### Exercise
The reply must reproduce each line below exactly.

### Source data
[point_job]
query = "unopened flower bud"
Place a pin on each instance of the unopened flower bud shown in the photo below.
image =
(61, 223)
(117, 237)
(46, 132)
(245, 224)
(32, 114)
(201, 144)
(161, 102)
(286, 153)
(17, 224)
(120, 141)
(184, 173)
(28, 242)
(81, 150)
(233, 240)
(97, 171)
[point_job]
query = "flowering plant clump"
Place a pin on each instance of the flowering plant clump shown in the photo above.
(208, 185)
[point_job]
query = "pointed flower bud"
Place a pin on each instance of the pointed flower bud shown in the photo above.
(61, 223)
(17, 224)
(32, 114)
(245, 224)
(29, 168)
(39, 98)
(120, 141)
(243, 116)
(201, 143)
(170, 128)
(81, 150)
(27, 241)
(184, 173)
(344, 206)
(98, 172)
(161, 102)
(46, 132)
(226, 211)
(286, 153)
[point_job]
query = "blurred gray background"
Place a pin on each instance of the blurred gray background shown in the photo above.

### Task response
[point_job]
query = "unopened flower bud"
Place a pin on each instance of the unopened flower bud shown in the photo below.
image =
(61, 223)
(117, 237)
(46, 132)
(245, 224)
(32, 114)
(201, 144)
(161, 102)
(286, 153)
(17, 224)
(120, 141)
(184, 173)
(28, 242)
(81, 150)
(233, 240)
(97, 171)
[point_job]
query = "flowering plant clump"
Place a pin on each instance of the flowering plant clump shown in the photo above.
(208, 185)
[point_job]
query = "pointed flower bud"
Place a pin on each instance of the pointed flower bud shown in the photo above.
(61, 223)
(17, 224)
(32, 114)
(245, 224)
(29, 168)
(39, 98)
(120, 141)
(243, 116)
(201, 143)
(170, 128)
(81, 150)
(27, 241)
(184, 173)
(344, 206)
(98, 172)
(161, 102)
(46, 132)
(226, 211)
(286, 153)
[point_job]
query = "blurred gray background"
Place a pin on each instance of the blurred gray background shown in the photo above.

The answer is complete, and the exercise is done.